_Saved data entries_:
══════

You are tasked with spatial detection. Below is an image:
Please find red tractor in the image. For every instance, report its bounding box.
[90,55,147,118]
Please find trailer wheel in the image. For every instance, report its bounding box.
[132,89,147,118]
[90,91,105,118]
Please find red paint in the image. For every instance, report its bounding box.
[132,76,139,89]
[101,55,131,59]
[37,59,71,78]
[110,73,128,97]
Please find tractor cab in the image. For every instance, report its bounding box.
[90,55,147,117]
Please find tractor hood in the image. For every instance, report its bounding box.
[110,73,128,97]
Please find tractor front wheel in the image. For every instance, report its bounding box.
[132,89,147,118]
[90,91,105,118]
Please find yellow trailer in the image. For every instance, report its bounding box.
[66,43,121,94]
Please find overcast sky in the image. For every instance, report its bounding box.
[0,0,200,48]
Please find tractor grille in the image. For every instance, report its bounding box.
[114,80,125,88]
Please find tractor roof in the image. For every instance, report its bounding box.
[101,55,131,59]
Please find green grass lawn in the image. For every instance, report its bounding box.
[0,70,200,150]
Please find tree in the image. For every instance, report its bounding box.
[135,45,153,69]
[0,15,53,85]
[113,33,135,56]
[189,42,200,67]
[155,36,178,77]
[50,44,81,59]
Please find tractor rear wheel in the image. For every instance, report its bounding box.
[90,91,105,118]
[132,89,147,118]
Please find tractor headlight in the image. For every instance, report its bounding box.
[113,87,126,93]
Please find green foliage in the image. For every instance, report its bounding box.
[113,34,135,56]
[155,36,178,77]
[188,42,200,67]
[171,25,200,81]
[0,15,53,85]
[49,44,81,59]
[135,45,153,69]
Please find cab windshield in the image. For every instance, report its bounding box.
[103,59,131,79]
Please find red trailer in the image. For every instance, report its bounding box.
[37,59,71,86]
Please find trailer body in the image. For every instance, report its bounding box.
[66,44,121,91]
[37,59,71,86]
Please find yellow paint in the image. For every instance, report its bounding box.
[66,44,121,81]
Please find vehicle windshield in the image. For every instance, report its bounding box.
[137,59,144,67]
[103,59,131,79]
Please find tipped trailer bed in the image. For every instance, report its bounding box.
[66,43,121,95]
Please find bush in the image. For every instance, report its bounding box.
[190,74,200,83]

══════

_What you have to do_: Can you transcribe all of the entries above, reproducing every line character for character?

_Answer_:
You are tasked with spatial detection. Below is an image:
Please find red tractor in the image. For every instance, report its bounding box.
[90,55,147,118]
Please find trailer wheel in the image. For every instance, report its bounding box.
[132,89,147,118]
[90,91,105,118]
Please find red paint in the image. For every instance, report its bounding box.
[132,76,139,89]
[101,55,131,59]
[37,59,71,78]
[110,73,128,97]
Please find tractor cab in the image. For every instance, report its bounding box.
[90,55,147,117]
Please find tractor hood in the image. For every instance, report its bounding box.
[110,73,128,97]
Please find tractor front wheel in the image. For every instance, report its bounding box.
[132,89,147,118]
[90,91,105,118]
Please find yellow trailer in the image. For every instance, report its bounding box.
[66,43,121,94]
Please find overcast sky in the image. For every instance, report its bounding box.
[0,0,200,48]
Please find tractor grille in the image. For every instance, report its bounding box.
[114,80,125,88]
Please find tractor roof in the image. For every instance, report its bounding box.
[101,55,131,59]
Please find green grass lawn in the image. For every instance, report its bounding box.
[0,70,200,150]
Please find tree in the image. For every instance, report its bounding box.
[135,45,153,69]
[0,15,53,85]
[113,33,135,56]
[189,42,200,67]
[155,36,178,77]
[50,44,81,59]
Please find tractor rear wheel in the image. For every instance, report its bounding box.
[90,91,105,118]
[132,89,147,118]
Please find tractor headlight in the image. For every instance, report its bounding box.
[113,87,126,93]
Please find green foliage in the image. For every instance, report its bounding box.
[113,34,135,56]
[155,36,178,77]
[188,42,200,67]
[171,25,200,81]
[0,15,53,85]
[49,44,81,59]
[135,45,153,69]
Please find cab windshield in the image. For every instance, report its bounding box.
[103,59,131,79]
Please find red trailer in the image. For every instance, report its bounding box.
[37,59,71,86]
Please find trailer body in the image. For every instance, report its bounding box.
[66,44,121,91]
[37,59,71,86]
Please find yellow paint in the image. For every instance, report its bounding box.
[66,44,121,81]
Please find vehicle windshield in the image. For every instance, report its bounding box.
[137,59,144,67]
[103,59,131,79]
Please find tipped trailer bed in the image. For every instance, report its bounding box.
[66,43,121,95]
Please find bush in the image. For every instance, report its bounding box.
[190,74,200,83]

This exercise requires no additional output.